RECORDS PROVIDED ->
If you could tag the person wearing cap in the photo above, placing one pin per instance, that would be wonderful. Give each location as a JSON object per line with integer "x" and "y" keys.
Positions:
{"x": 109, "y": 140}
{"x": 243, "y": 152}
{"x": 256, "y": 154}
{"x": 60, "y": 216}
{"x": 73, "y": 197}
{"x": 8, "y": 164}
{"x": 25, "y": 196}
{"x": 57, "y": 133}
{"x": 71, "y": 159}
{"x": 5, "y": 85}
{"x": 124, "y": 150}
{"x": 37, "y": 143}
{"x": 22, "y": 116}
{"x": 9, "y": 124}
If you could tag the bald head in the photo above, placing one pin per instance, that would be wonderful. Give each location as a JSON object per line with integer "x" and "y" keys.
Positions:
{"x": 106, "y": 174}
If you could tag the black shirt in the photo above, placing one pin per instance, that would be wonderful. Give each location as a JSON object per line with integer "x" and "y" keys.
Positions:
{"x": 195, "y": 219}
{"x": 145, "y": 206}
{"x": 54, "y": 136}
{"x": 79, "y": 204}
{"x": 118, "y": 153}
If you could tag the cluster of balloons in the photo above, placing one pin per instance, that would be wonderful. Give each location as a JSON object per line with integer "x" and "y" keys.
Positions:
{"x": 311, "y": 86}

WORK TO COMPLETE ->
Wherever the string "integer" appears in the data above, copy the line it sits in.

SOLUTION FOR THIS PROBLEM ->
If you could tag the person wearing cap in the photo above, placing one pin per instance, that would be wonderful. Give each location as a JSON object per line with integer "x" and "y" keys.
If you could tag the bald head in the photo above, placing one pin per instance, that would be wonderful. Give each location as a JSON object per line with integer "x" and "y" keys.
If you could tag the black shirt in the photo above, placing one pin per instance, that would be wonderful. Give each location as a JSON object per line with integer "x" and "y" keys.
If you could tag the cluster of balloons in the photo above, placing one pin per instance, that would be wonderful. Give each location as a JSON object per line with integer "x" and "y" keys.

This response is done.